* **WORK TO BE COMPLETED**: Recast every line of the listing below as a numbered list, skipping any blank lines.

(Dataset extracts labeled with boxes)
- - -
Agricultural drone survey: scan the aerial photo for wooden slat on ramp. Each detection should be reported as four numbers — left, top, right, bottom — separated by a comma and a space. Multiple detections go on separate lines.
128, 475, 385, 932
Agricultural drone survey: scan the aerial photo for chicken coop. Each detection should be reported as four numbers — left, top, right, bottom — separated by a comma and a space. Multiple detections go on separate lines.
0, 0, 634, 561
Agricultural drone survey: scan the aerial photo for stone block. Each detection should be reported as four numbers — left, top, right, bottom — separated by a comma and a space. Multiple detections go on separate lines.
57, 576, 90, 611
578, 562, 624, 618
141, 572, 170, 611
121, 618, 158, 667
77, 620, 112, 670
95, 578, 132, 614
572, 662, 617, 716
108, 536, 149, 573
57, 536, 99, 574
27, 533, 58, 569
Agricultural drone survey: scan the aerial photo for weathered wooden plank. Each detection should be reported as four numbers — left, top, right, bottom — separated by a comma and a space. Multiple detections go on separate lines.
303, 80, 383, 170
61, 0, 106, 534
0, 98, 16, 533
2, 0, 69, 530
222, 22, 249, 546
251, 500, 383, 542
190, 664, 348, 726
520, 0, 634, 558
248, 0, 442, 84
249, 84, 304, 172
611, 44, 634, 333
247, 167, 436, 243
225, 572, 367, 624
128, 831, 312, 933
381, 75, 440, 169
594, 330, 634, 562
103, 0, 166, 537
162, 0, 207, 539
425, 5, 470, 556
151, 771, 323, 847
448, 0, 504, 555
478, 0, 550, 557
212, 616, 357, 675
- - -
* **SOLUTION**:
1. Agricultural drone survey: scan the aerial photo for wooden slat on ramp. Each detection should be reported as four numbers — left, top, right, bottom — separated by a comma and a space. Multiple detections go on separate lines.
2. 128, 475, 385, 932
3. Agricultural drone survey: scan the aerial photo for chicken coop. Each detection should be reported as four numbers — left, top, right, bottom — separated by a comma and a space. Multiple detections go on separate lines.
4. 0, 0, 634, 561
5. Agricultural drone survey: scan the aerial photo for stone block. Each detection should be reported as four numbers — left, top, right, bottom — separated by a comma and a space. Multiple detections go on separate lines.
6. 57, 576, 90, 611
7. 578, 562, 624, 618
8. 141, 572, 170, 611
9. 121, 618, 158, 667
10. 77, 620, 112, 670
11. 95, 578, 132, 614
12. 572, 662, 617, 716
13. 108, 536, 149, 573
14. 57, 536, 99, 574
15. 27, 533, 58, 569
16. Agricultural drone survey: scan the aerial photo for weathered wooden plank. Each detection should be reported as four numbers — left, top, right, bottom — separated by a comma and a space. Multiple detections go on separate lines.
17. 303, 80, 383, 170
18. 61, 0, 106, 534
19. 0, 98, 16, 533
20. 2, 0, 69, 530
21. 222, 22, 249, 546
22. 251, 500, 383, 542
23. 190, 664, 348, 726
24. 520, 0, 634, 558
25. 248, 0, 442, 84
26. 249, 84, 304, 172
27. 611, 44, 634, 333
28. 247, 167, 436, 243
29. 225, 572, 367, 624
30. 128, 831, 312, 933
31. 381, 75, 440, 169
32. 594, 330, 634, 562
33. 103, 0, 166, 537
34. 162, 0, 207, 539
35. 425, 5, 470, 556
36. 151, 771, 323, 847
37. 448, 0, 504, 555
38. 478, 0, 550, 557
39. 212, 616, 357, 675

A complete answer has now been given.